> [What is needed]:
From the forum thread below about sealing knots in reclaimed barn wood, output the passage between "# Filling/sealing knots" and "(Mar 3, 2010)", inclusive, copied word for word.

> [Selected text]:
*****
# Filling/sealing knots in reclaimed barn wood



## Bfly (Jul 23, 2012)

I built a reclaimed barn wood table and want to seal it for outdoor use. The wood is cedar, and it has a lot of very large and complex knots that I want to seal/encapsulate. I want to use something that will seal the knots, but that will remain clear so that the beautiful details of the knots can still be seen. Some of the knots are very deep and would require a considerable amount of sealant to fully enclose/encapsulate all the layers (at least a ¼" think layer in some spots). I'm thinking of using Minwax Helmsman Spar Urethane. Will it cloud up if I use too much? Any other thoughts? Thanks!


----------



## chrisstef (Mar 3, 2010)

I think youd have a tough time getting the spar to dry at 1/4" deep. Maybe a clear epoxy would be the ticket? Ive used Quikwood with good success and they make tinted varieties.


----------



## Doss (Mar 14, 2012)

You're most likely going to want to use an epoxy to stabilize those knots. If you're really careful with the bar top coating, you could probably use that as well.


----------



## Tennessee (Jul 8, 2011)
*****
> [Dataset records]:
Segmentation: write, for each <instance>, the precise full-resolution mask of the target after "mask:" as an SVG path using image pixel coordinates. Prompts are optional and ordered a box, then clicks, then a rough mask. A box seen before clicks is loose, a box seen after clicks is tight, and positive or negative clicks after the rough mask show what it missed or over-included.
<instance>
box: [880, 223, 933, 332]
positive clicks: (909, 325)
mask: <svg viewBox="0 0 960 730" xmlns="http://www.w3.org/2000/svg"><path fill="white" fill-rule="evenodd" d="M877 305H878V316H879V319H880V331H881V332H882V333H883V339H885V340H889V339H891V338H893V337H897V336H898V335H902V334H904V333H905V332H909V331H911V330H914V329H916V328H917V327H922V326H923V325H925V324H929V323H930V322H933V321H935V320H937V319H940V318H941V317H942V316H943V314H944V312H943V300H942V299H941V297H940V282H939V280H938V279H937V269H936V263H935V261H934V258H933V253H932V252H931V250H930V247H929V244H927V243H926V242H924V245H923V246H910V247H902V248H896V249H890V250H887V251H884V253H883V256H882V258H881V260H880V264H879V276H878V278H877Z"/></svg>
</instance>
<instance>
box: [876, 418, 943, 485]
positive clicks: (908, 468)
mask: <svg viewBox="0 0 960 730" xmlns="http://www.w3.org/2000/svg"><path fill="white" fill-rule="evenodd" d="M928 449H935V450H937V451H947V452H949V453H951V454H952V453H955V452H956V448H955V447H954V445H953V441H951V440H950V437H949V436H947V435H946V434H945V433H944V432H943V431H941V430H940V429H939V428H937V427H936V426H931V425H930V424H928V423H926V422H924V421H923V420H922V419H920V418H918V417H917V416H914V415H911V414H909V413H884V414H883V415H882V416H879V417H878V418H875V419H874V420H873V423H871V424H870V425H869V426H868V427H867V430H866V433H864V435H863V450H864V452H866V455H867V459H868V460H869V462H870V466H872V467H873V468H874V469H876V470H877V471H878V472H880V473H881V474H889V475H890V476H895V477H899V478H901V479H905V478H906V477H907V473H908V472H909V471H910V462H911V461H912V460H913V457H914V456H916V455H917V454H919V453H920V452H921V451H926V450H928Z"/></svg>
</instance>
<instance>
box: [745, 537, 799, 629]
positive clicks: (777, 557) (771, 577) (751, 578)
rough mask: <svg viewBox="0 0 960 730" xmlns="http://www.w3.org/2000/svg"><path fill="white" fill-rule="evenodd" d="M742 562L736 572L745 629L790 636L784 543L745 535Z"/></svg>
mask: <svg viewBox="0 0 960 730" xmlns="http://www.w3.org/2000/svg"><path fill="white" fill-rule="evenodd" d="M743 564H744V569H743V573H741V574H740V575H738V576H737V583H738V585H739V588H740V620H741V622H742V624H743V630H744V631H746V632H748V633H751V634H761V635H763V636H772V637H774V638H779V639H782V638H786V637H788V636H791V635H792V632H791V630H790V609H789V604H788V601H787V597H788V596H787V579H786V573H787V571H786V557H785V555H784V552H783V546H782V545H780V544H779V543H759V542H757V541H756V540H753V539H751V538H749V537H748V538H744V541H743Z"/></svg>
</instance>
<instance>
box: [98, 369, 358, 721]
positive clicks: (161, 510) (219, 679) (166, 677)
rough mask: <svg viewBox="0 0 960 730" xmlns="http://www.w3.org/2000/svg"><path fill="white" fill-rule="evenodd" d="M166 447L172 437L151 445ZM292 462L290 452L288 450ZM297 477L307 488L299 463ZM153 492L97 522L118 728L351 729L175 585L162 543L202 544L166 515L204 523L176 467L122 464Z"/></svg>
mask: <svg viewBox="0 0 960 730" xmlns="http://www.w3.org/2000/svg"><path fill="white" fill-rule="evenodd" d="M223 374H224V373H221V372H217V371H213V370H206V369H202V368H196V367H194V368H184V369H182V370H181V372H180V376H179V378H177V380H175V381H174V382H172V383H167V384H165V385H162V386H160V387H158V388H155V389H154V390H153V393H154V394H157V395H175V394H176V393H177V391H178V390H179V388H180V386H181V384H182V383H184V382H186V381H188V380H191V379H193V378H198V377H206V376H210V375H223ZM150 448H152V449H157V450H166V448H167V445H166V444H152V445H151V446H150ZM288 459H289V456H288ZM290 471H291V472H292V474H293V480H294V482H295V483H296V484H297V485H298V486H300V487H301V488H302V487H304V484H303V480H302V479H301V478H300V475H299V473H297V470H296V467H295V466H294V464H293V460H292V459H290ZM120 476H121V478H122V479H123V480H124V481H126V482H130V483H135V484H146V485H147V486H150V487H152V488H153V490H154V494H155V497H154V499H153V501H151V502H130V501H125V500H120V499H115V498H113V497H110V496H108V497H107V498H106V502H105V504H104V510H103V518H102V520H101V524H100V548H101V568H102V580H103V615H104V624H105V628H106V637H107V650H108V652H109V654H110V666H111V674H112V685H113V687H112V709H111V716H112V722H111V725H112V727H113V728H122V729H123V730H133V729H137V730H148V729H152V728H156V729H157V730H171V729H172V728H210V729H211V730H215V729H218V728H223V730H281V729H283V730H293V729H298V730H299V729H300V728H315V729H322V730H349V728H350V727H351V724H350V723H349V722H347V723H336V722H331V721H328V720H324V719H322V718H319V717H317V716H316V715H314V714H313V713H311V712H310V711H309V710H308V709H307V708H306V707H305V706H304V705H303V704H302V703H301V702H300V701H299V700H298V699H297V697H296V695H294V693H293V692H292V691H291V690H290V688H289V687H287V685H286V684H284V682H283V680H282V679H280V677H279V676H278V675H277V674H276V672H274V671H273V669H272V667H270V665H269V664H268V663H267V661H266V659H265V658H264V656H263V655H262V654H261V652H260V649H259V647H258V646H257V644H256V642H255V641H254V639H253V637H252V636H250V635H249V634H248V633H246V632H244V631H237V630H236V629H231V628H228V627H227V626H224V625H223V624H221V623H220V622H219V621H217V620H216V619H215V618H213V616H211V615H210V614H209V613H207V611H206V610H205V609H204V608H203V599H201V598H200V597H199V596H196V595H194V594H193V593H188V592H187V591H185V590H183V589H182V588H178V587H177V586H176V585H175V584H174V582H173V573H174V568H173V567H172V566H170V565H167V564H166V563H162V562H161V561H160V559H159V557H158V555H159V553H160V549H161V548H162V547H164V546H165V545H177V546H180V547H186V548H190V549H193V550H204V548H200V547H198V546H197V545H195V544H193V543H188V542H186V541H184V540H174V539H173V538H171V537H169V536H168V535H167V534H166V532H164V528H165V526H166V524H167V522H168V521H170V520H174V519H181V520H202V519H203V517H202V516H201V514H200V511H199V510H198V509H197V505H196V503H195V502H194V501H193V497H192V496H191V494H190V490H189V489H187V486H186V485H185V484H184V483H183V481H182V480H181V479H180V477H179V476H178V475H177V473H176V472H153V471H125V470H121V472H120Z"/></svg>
*****
> [Answer space]:
# Filling/sealing knots in reclaimed barn wood



## Bfly (Jul 23, 2012)

I built a reclaimed barn wood table and want to seal it for outdoor use. The wood is cedar, and it has a lot of very large and complex knots that I want to seal/encapsulate. I want to use something that will seal the knots, but that will remain clear so that the beautiful details of the knots can still be seen. Some of the knots are very deep and would require a considerable amount of sealant to fully enclose/encapsulate all the layers (at least a ¼" think layer in some spots). I'm thinking of using Minwax Helmsman Spar Urethane. Will it cloud up if I use too much? Any other thoughts? Thanks!


----------



## chrisstef (Mar 3, 2010)